ASSIGNMENT: Write out each line of the material again, word for word.

GIVEN INFORMATION:
________
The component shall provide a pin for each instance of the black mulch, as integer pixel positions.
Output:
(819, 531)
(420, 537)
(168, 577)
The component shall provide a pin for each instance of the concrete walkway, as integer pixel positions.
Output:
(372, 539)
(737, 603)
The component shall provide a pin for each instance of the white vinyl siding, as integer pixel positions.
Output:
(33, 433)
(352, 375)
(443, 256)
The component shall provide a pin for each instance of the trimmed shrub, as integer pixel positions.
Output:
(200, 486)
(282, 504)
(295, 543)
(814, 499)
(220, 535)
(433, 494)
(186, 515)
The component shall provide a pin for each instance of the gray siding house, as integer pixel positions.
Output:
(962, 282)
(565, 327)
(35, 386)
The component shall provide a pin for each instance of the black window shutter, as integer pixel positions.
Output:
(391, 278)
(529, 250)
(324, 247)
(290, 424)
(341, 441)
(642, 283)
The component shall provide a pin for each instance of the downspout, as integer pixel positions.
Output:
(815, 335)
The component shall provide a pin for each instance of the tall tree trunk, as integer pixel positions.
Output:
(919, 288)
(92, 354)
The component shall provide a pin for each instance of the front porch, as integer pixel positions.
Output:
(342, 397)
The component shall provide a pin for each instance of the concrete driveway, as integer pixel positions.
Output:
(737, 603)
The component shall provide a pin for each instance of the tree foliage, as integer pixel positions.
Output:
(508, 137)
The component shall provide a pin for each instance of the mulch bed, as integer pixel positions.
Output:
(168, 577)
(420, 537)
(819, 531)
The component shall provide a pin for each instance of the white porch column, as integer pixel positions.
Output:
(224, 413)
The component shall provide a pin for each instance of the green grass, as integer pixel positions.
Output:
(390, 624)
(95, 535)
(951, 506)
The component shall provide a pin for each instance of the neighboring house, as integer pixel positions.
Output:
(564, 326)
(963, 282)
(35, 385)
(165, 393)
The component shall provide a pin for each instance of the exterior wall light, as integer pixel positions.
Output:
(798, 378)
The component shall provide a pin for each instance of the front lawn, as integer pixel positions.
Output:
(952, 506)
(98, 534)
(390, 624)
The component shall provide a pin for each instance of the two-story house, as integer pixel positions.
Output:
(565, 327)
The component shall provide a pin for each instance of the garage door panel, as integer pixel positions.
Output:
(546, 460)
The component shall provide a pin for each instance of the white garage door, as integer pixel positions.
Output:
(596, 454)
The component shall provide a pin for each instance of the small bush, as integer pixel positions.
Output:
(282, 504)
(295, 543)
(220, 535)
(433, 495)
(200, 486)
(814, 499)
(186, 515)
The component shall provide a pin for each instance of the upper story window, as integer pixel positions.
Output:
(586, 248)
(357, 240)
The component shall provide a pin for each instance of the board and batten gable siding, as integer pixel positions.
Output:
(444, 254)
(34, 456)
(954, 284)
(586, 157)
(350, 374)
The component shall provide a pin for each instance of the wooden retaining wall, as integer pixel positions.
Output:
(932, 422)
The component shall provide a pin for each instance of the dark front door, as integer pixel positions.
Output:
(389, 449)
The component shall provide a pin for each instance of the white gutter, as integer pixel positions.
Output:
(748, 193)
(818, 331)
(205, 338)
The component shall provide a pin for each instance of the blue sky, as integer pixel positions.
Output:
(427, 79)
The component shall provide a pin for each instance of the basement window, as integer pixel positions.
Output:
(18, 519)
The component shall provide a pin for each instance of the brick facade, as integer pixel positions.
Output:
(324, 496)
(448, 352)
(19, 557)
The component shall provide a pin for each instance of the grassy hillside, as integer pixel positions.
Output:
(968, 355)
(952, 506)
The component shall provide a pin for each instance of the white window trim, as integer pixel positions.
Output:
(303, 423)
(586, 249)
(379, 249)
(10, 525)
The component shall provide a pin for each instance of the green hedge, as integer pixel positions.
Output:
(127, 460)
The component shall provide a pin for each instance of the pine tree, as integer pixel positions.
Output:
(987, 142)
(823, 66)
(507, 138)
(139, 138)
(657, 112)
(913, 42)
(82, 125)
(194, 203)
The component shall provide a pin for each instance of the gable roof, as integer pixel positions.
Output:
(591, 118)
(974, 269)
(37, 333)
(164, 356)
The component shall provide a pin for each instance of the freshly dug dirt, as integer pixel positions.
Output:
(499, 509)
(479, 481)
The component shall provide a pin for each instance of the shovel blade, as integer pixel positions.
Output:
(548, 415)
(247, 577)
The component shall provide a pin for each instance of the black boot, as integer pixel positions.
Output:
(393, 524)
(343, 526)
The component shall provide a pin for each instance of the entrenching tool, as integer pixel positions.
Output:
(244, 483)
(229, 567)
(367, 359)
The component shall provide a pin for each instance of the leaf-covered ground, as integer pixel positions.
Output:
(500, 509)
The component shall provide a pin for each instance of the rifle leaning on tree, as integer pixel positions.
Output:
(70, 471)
________
ANSWER BOX:
The component shall provide a pin for each instance of the black mulch, as integer pixel positions.
Output:
(819, 531)
(420, 537)
(168, 577)
The component shall provide a pin for each instance of the concrete walkway, as integer pixel positions.
Output:
(372, 539)
(737, 603)
The component shall provide a pin for each instance of the white vinyl siding, as integer pixel positions.
Output:
(33, 433)
(352, 375)
(443, 256)
The component shall provide a pin for each instance of the trimmed shrub, as integer pixel positions.
Output:
(200, 486)
(282, 504)
(295, 543)
(814, 499)
(220, 535)
(433, 494)
(186, 515)
The component shall provide a pin for each instance of the gray siding house, as integer pixel positions.
Output:
(962, 282)
(565, 327)
(35, 386)
The component shall provide a pin for each instance of the black window shutter, as integer pixel positions.
Output:
(391, 278)
(529, 250)
(324, 247)
(290, 424)
(341, 441)
(642, 283)
The component shall provide a pin for each instance of the downspout, as integer pixel positions.
Output:
(815, 335)
The component shall provide a pin for each instance of the tall tree trunk, as integer pixel positions.
Output:
(919, 288)
(92, 354)
The component shall provide a pin for each instance of the front porch, as integer pixel positions.
Output:
(342, 397)
The component shall provide a pin for each instance of the concrete driveway, as integer pixel positions.
Output:
(737, 603)
The component shall provide a pin for each instance of the tree foliage, as integer pixel positions.
Output:
(508, 137)
The component shall provide a pin for each instance of the mulch bed, as integer pixel positions.
Output:
(168, 577)
(420, 537)
(819, 531)
The component shall provide a pin for each instance of the white porch column, as integer pixel positions.
Output:
(224, 413)
The component shall provide a pin for each instance of the green grass, as integer pixel positions.
Output:
(390, 624)
(95, 535)
(951, 506)
The component shall provide a pin for each instance of the neighboring house, as integer pixel positions.
Output:
(564, 326)
(963, 282)
(35, 385)
(165, 393)
The component shall provide a pin for each instance of the exterior wall light, as integer pixel positions.
Output:
(798, 378)
The component shall provide a pin for each instance of the front lawn, as integer pixel positions.
Output:
(952, 506)
(98, 534)
(390, 624)
The component shall provide a pin for each instance of the two-story house, as integer pixel positions.
Output:
(565, 327)
The component shall provide a pin for each instance of the garage door panel, as integer pixel positions.
Output:
(546, 460)
The component shall provide a pin for each instance of the white garage door, as integer pixel positions.
Output:
(596, 454)
The component shall provide a pin for each instance of the small bush, as integer pixel positions.
Output:
(282, 504)
(295, 543)
(220, 535)
(433, 495)
(200, 486)
(814, 499)
(186, 515)
The component shall provide a pin for each instance of the upper story window, as integer pixel positions.
Output:
(586, 248)
(357, 240)
The component shall provide a pin for each instance of the board and batten gable siding, as integer pixel positions.
Output:
(444, 254)
(34, 456)
(954, 284)
(586, 157)
(350, 374)
The component shall provide a pin for each instance of the wooden retaining wall, as integer pixel positions.
Output:
(932, 422)
The component shall provide a pin for each instance of the dark front door, as integer pixel positions.
Output:
(389, 449)
The component shall provide a pin for each instance of the white gutter, as integer pixel positions.
Output:
(748, 193)
(818, 331)
(205, 338)
The component shall provide a pin for each instance of the blue sky, as integer pixel positions.
Output:
(427, 79)
The component shall provide a pin for each instance of the basement window, as integer pixel positions.
Output:
(18, 519)
The component shall provide a pin for each instance of the brick facade, as integer pixel positions.
Output:
(324, 496)
(448, 352)
(19, 557)
The component shall provide a pin for each instance of the grassy hillside, as integer pixel positions.
Output:
(968, 355)
(952, 506)
The component shall provide a pin for each instance of the white window trim, as integer pixel positions.
Output:
(303, 423)
(586, 249)
(379, 249)
(10, 525)
The component shall provide a pin for each instance of the green hedge, as integer pixel positions.
Output:
(127, 460)
The component shall provide a pin for each instance of the pine tree, as integer pixel positions.
Output:
(987, 142)
(823, 66)
(507, 138)
(139, 138)
(657, 112)
(913, 42)
(82, 125)
(194, 203)
The component shall provide a pin for each instance of the gable roof, as integer pixel positions.
Output:
(591, 118)
(974, 269)
(37, 333)
(164, 356)
The component shall provide a pin for each instance of the freshly dug dirt, as integer pixel positions.
Output:
(499, 509)
(479, 481)
The component shall provide a pin for each instance of the shovel blade, as integer pixel positions.
Output:
(548, 415)
(247, 577)
The component shall provide a pin for each instance of the black boot, as integer pixel positions.
Output:
(393, 524)
(343, 526)
The component shall provide a pin for each instance of the entrenching tool, as integer pixel positions.
Output:
(244, 483)
(229, 567)
(367, 359)
The component shall provide a pin for each instance of the leaf-covered ground, as integer pixel positions.
Output:
(500, 509)
The component shall provide a pin for each instance of the rifle leaning on tree, as integer pixel positions.
Output:
(70, 471)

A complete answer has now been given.